▸ **Aim**:
Scale the listing from the line containing "cloud, shaped like this sample" through the end of the listing, reproducing every line in that span but multiplying each answer coordinate by 1.7 and rounding to a whole number, with halves rounded up. Leave all other lines and numbers unchanged.

▸ **Material provided**:

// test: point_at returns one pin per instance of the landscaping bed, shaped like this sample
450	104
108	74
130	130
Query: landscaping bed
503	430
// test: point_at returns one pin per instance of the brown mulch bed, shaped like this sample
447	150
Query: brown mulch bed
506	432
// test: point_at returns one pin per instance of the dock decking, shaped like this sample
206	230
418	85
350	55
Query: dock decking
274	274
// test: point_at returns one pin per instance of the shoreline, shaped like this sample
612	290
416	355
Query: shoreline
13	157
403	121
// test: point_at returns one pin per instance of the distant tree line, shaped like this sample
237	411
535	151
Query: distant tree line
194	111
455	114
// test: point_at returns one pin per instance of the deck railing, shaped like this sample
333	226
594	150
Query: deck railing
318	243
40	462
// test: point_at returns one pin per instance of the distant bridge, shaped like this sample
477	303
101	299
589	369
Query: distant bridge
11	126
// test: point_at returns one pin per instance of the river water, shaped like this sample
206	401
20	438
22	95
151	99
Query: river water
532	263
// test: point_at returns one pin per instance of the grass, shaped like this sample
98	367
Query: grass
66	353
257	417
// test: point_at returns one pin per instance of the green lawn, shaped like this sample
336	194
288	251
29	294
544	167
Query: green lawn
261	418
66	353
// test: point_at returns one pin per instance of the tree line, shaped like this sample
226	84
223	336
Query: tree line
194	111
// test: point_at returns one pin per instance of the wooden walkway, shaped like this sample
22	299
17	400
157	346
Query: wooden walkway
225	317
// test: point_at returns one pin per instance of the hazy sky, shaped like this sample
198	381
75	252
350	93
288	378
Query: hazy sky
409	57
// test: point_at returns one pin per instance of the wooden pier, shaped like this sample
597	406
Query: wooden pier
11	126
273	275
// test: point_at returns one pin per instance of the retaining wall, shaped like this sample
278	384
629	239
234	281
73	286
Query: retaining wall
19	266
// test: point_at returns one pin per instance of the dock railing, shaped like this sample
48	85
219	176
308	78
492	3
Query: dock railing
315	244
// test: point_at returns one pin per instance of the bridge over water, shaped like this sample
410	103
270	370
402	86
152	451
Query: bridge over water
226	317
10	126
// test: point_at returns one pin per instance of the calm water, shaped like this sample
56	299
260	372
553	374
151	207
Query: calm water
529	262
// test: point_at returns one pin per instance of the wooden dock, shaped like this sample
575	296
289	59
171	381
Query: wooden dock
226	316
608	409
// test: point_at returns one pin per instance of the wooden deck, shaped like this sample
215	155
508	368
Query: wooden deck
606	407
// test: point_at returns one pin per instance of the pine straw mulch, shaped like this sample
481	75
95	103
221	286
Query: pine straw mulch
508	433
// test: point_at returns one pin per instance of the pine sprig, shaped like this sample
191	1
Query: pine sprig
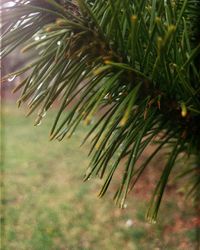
139	60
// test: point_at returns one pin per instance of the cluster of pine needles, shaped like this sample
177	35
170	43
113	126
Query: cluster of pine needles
138	61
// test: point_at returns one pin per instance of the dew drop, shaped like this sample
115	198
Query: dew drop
38	123
125	205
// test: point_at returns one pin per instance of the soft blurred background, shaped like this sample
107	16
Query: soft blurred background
48	206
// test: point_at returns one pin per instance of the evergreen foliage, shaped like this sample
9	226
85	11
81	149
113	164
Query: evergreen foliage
138	60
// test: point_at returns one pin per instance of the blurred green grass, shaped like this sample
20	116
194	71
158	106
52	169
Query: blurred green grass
48	206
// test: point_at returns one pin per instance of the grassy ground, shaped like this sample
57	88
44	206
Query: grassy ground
49	207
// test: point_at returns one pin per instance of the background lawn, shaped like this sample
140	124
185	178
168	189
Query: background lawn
49	207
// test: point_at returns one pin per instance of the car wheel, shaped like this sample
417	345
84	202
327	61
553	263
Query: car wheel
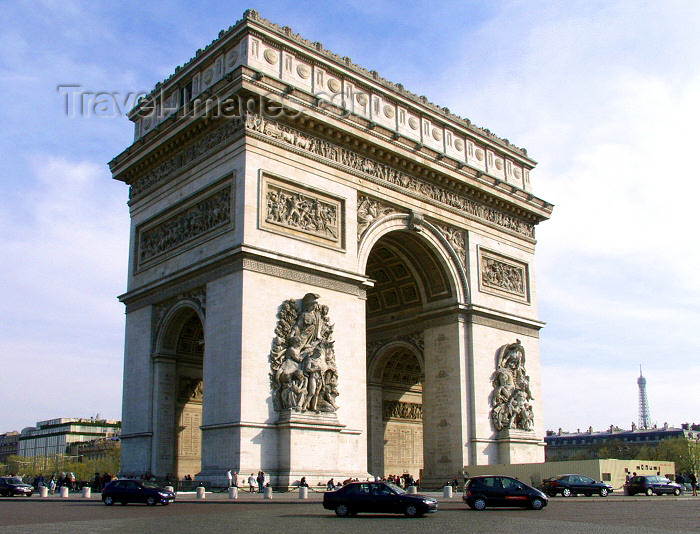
479	504
411	511
342	510
537	504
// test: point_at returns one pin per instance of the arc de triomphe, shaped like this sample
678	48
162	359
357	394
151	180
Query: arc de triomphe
329	276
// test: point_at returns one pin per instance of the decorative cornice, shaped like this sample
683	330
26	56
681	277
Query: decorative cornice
328	152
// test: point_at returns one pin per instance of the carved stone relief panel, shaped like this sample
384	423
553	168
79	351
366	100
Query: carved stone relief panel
511	397
457	239
190	390
303	371
402	410
183	225
503	276
301	212
330	153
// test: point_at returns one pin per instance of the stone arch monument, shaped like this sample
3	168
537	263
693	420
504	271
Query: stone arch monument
329	276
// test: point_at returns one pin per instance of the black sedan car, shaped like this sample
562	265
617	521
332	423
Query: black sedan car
483	491
568	485
652	484
378	497
136	491
11	486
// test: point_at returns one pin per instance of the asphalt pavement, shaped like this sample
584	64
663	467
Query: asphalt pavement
286	513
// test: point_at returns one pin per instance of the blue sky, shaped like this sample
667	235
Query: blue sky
604	95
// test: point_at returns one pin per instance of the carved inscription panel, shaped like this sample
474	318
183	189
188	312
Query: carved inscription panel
189	435
503	276
403	449
301	212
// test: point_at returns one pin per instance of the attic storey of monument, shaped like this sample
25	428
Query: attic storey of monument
326	280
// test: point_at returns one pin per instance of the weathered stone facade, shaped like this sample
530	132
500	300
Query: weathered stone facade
325	269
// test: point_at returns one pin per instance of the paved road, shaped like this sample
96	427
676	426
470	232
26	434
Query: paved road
285	514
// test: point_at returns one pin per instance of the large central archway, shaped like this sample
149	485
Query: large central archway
412	286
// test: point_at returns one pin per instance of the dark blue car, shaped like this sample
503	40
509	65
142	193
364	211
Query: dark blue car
136	491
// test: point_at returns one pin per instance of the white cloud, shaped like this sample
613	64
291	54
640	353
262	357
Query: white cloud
65	256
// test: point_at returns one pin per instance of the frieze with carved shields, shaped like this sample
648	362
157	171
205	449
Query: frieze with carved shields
511	397
503	276
303	371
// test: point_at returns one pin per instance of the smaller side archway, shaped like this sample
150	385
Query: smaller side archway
395	411
178	364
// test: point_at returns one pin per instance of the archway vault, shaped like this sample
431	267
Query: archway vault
414	247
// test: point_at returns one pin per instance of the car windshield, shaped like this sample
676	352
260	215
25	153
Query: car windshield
396	488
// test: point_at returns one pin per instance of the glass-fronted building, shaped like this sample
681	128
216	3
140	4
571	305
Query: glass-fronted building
54	436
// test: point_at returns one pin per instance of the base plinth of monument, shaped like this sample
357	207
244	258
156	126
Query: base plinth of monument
310	445
516	446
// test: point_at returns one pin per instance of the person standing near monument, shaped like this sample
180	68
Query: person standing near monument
693	484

▸ **Response to this task**:
// test: point_at returns one pin per instance of the white cloud, shaped like this sample
613	64
291	54
640	353
262	357
Query: white cloud
111	435
// test: point_at returns one pin per instance of the frieze with carved shields, shaped like this sample
648	362
157	171
205	449
Query: frieze with carved shields
869	675
855	469
515	631
// test: point_at returns one pin per instance of the smaller side archway, shaped like this sample
150	385
Query: smaller side archway
672	699
303	619
// test: point_at returns one pin per instance of the archway vault, shaped like this sample
431	267
Query: archway vault
704	420
// test: point_at returns one pin per instance of the car windshield, shaped like this sample
676	352
260	215
25	153
Query: car windshield
673	830
// test: point_at returns one pin per instance of the glass-fronted building, shaped like this sample
681	128
216	3
140	4
571	305
Query: glass-fronted building
92	741
// test: point_at returns one pin per instance of the base plinth of monument, shaped like this sample
357	207
244	258
156	126
Query: base plinth of monument
527	757
877	758
// test: point_at returns one pin per instance of the person standing near monument, shaped like this sample
180	68
Query: person standing near monument
1178	823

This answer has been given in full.